### Given exercise
Would you repeat the listing exactly but omit every picture?

### Material provided

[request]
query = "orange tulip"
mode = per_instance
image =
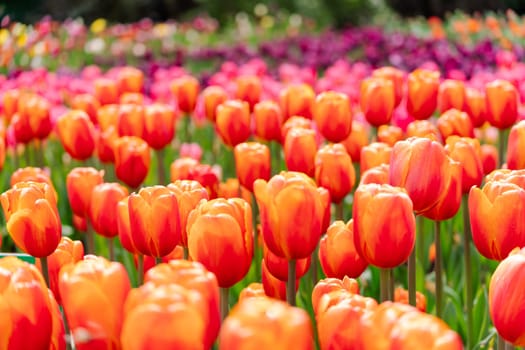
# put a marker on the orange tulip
(451, 95)
(333, 115)
(25, 307)
(233, 122)
(357, 139)
(476, 107)
(132, 158)
(68, 251)
(384, 225)
(252, 162)
(455, 122)
(86, 287)
(297, 100)
(467, 152)
(506, 298)
(212, 97)
(300, 148)
(286, 200)
(261, 323)
(421, 166)
(31, 214)
(374, 154)
(498, 202)
(220, 237)
(80, 183)
(502, 103)
(268, 119)
(377, 100)
(396, 76)
(422, 93)
(103, 207)
(337, 252)
(334, 171)
(185, 89)
(77, 134)
(189, 193)
(155, 221)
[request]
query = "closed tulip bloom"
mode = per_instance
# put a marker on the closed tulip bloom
(422, 93)
(252, 162)
(77, 134)
(286, 200)
(25, 307)
(220, 237)
(155, 221)
(103, 207)
(189, 193)
(467, 152)
(132, 159)
(420, 165)
(260, 323)
(233, 122)
(377, 100)
(397, 77)
(374, 154)
(496, 218)
(300, 148)
(476, 107)
(502, 103)
(384, 225)
(455, 122)
(451, 95)
(506, 298)
(185, 89)
(390, 134)
(67, 251)
(334, 171)
(86, 287)
(32, 218)
(333, 115)
(212, 97)
(268, 119)
(297, 100)
(357, 139)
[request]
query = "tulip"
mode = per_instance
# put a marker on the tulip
(334, 171)
(77, 134)
(333, 115)
(233, 122)
(86, 287)
(506, 298)
(212, 97)
(155, 221)
(268, 119)
(377, 100)
(338, 254)
(501, 202)
(252, 162)
(451, 95)
(502, 103)
(32, 218)
(383, 214)
(220, 237)
(422, 93)
(297, 100)
(260, 323)
(132, 160)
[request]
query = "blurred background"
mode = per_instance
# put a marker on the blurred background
(336, 13)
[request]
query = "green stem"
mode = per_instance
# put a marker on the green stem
(290, 287)
(468, 272)
(225, 302)
(439, 270)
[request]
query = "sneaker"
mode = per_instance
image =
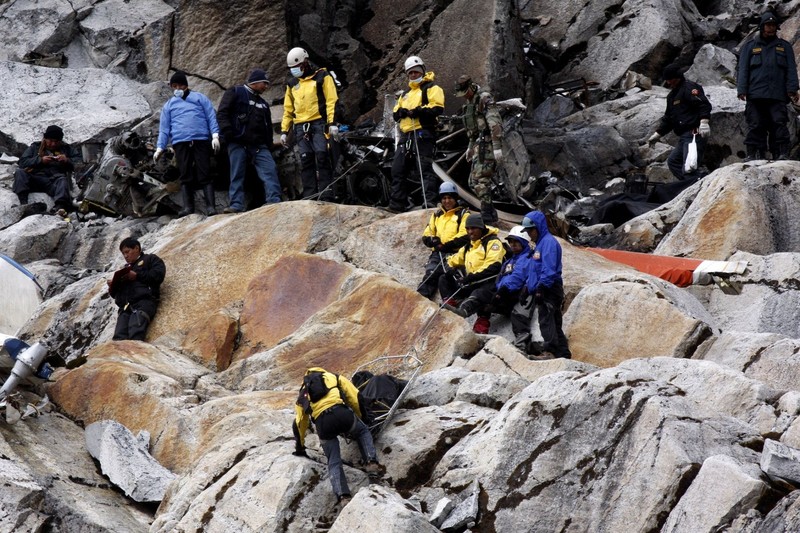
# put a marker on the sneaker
(454, 309)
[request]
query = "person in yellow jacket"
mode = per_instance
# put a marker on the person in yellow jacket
(330, 401)
(475, 264)
(416, 112)
(308, 106)
(445, 233)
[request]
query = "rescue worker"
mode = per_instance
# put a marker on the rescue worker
(767, 81)
(445, 233)
(246, 124)
(474, 266)
(309, 104)
(416, 112)
(485, 151)
(45, 166)
(687, 114)
(545, 289)
(330, 401)
(504, 294)
(189, 121)
(136, 289)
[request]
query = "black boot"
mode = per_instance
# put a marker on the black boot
(753, 153)
(187, 194)
(208, 192)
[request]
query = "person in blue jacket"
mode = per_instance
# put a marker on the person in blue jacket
(767, 81)
(188, 119)
(504, 294)
(545, 288)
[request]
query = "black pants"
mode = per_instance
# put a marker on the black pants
(767, 118)
(194, 162)
(57, 185)
(405, 162)
(132, 322)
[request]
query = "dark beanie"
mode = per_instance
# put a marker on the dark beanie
(54, 132)
(257, 75)
(179, 78)
(671, 72)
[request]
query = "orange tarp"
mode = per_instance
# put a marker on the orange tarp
(677, 270)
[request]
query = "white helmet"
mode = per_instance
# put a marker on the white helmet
(413, 61)
(520, 233)
(296, 56)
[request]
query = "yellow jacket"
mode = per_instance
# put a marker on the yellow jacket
(412, 99)
(482, 256)
(300, 103)
(344, 393)
(448, 226)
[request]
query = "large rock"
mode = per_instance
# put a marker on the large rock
(35, 97)
(127, 462)
(612, 321)
(582, 441)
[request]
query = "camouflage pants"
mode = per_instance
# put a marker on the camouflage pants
(480, 179)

### The result
[request]
query = "orange tulip"
mode = per_instance
image =
# put a marker on the orange tulip
(451, 95)
(333, 115)
(25, 307)
(233, 122)
(357, 139)
(476, 107)
(132, 158)
(68, 251)
(384, 225)
(252, 162)
(455, 122)
(86, 287)
(297, 100)
(467, 152)
(506, 298)
(212, 97)
(300, 148)
(286, 200)
(261, 323)
(421, 166)
(31, 214)
(374, 154)
(498, 202)
(220, 237)
(80, 183)
(502, 103)
(268, 119)
(377, 100)
(396, 76)
(422, 93)
(103, 207)
(337, 252)
(334, 171)
(185, 89)
(77, 134)
(189, 193)
(155, 221)
[request]
query = "closed tulip bloom"
mode = per_instance
# put a marker on the closed tulip bloom
(422, 93)
(252, 162)
(77, 134)
(286, 200)
(25, 307)
(220, 237)
(155, 221)
(103, 207)
(189, 193)
(467, 152)
(132, 159)
(420, 165)
(260, 323)
(233, 122)
(377, 100)
(397, 77)
(374, 154)
(496, 218)
(300, 148)
(476, 107)
(502, 103)
(384, 225)
(455, 122)
(451, 95)
(506, 298)
(185, 89)
(390, 134)
(67, 251)
(334, 171)
(86, 287)
(32, 218)
(333, 115)
(212, 97)
(268, 119)
(297, 100)
(357, 139)
[request]
query = "tulip"
mode = per_instance
# put a marker on the tulip
(334, 171)
(77, 134)
(333, 115)
(233, 122)
(86, 287)
(506, 298)
(212, 97)
(155, 221)
(268, 119)
(377, 100)
(338, 254)
(501, 202)
(252, 162)
(451, 95)
(502, 103)
(32, 218)
(383, 214)
(220, 237)
(422, 93)
(297, 100)
(260, 323)
(132, 160)
[request]
query = "blurred background"
mode = per_instance
# put a marker on the blurred background
(336, 13)
[request]
query = "green stem"
mode = per_instance
# put a marker on the green stem
(290, 287)
(468, 272)
(225, 302)
(439, 270)
[request]
query = "sneaker"
mode = per_instance
image =
# put a marker on the sneaker
(454, 309)
[request]
query = "person in yellow jacket"
mode = per_instance
# put a marker on the person in yellow jacket
(330, 401)
(475, 264)
(416, 112)
(308, 106)
(445, 233)
[request]
query = "rescue worker"
mode = per_instance
# put a marker on the rescue worker
(767, 81)
(445, 233)
(246, 124)
(474, 266)
(309, 104)
(416, 112)
(485, 151)
(45, 166)
(687, 114)
(545, 289)
(330, 401)
(504, 294)
(189, 121)
(136, 289)
[request]
query = "black boot"
mode = per_instance
# put a marker on the black boot
(753, 153)
(187, 194)
(208, 192)
[request]
query = "person in blue jacket"
mode = per_instance
# put a marker on the person in blue jacket
(767, 81)
(188, 119)
(504, 294)
(545, 288)
[request]
query = "black pants"
mode = per_instance
# put a marker on the black pants
(767, 118)
(194, 162)
(57, 185)
(405, 162)
(132, 322)
[request]
query = "dark beanie"
mode = per_instance
# put a marker on the dark beanie
(54, 132)
(257, 75)
(179, 78)
(671, 72)
[request]
query = "orange tarp"
mode = per_instance
# put a marker on the orange tarp
(677, 270)
[request]
query = "white helmet"
mode = per_instance
# put a marker on the white helmet
(413, 61)
(520, 233)
(296, 56)
[request]
query = "yellow jacket"
mode = per_instance
# put a marker on the yellow jacket
(412, 99)
(482, 256)
(300, 103)
(344, 393)
(448, 226)
[request]
query = "large rock"
mode = per_instance
# put a marker on the large rock
(35, 97)
(127, 462)
(612, 321)
(582, 441)
[request]
query = "camouflage pants"
mode = per_instance
# put a marker on the camouflage pants
(480, 179)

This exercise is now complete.